VIENNA, Austria

Iran opens alleged testing site to U.N.

Iran has agreed to give U.N. inspectors access to a huge military complex that the United States alleges is linked to a secret nuclear weapons program, the head of the International Atomic Energy Agency said yesterday.

IAEA Director General Mohamed ElBaradei told The Associated Press he expected his experts to visit the Parchin site “within days or weeks.”

The U.N. nuclear watchdog agency has been pressing Tehran for months to be allowed to inspect the Parchin military site, used by the Iranians to research, develop and produce ammunition, missiles and high explosives.

In leaks to media last year, U.S. intelligence officials said a specially secured site on the Parchin complex, 20 miles southeast of Tehran, may be used in research on nuclear arms, specifically in making high-explosive components for use in atomic weapons.

• To do
Copy the article on Iran's Parchin site, beginning at the words "Iran has agreed" and stopping after "and high explosives.", and rename every "U.N." in that stretch as "United Nations".

• Source material
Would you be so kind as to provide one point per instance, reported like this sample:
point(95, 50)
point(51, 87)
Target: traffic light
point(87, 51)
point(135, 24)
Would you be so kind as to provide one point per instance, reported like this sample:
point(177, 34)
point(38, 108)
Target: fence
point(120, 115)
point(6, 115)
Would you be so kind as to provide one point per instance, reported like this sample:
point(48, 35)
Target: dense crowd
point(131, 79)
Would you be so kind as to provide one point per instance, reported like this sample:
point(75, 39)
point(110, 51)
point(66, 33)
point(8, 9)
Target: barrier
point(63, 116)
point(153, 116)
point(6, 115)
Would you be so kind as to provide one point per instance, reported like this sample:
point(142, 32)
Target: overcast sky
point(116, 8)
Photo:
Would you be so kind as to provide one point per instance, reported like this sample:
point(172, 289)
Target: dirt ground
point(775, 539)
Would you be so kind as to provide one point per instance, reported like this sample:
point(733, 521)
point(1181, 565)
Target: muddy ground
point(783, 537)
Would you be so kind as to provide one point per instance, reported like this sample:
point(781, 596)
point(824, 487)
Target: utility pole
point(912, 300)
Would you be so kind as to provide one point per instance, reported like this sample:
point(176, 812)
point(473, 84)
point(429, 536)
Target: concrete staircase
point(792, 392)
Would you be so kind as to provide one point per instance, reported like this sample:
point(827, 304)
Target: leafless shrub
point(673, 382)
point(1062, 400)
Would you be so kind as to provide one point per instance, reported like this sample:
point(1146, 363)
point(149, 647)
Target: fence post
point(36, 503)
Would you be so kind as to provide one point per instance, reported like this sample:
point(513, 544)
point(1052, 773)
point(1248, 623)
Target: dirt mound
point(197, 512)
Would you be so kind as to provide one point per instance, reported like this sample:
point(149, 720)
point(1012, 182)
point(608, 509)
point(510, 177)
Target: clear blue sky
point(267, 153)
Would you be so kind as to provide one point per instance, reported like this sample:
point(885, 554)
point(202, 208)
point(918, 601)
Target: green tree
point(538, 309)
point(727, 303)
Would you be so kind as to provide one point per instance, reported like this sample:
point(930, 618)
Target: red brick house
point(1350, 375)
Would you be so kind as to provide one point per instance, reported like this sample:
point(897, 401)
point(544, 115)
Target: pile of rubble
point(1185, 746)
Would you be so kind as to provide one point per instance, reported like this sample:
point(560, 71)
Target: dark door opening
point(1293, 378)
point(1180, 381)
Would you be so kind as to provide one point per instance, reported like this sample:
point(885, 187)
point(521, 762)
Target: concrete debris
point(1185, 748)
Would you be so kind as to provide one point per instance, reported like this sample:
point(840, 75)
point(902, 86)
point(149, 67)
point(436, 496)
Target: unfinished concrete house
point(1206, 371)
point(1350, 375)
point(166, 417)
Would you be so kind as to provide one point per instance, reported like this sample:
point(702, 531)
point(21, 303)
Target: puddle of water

• Task result
Iran has agreed to give United Nations inspectors access to a huge military complex that the United States alleges is linked to a secret nuclear weapons program, the head of the International Atomic Energy Agency said yesterday.

IAEA Director General Mohamed ElBaradei told The Associated Press he expected his experts to visit the Parchin site “within days or weeks.”

The United Nations nuclear watchdog agency has been pressing Tehran for months to be allowed to inspect the Parchin military site, used by the Iranians to research, develop and produce ammunition, missiles and high explosives.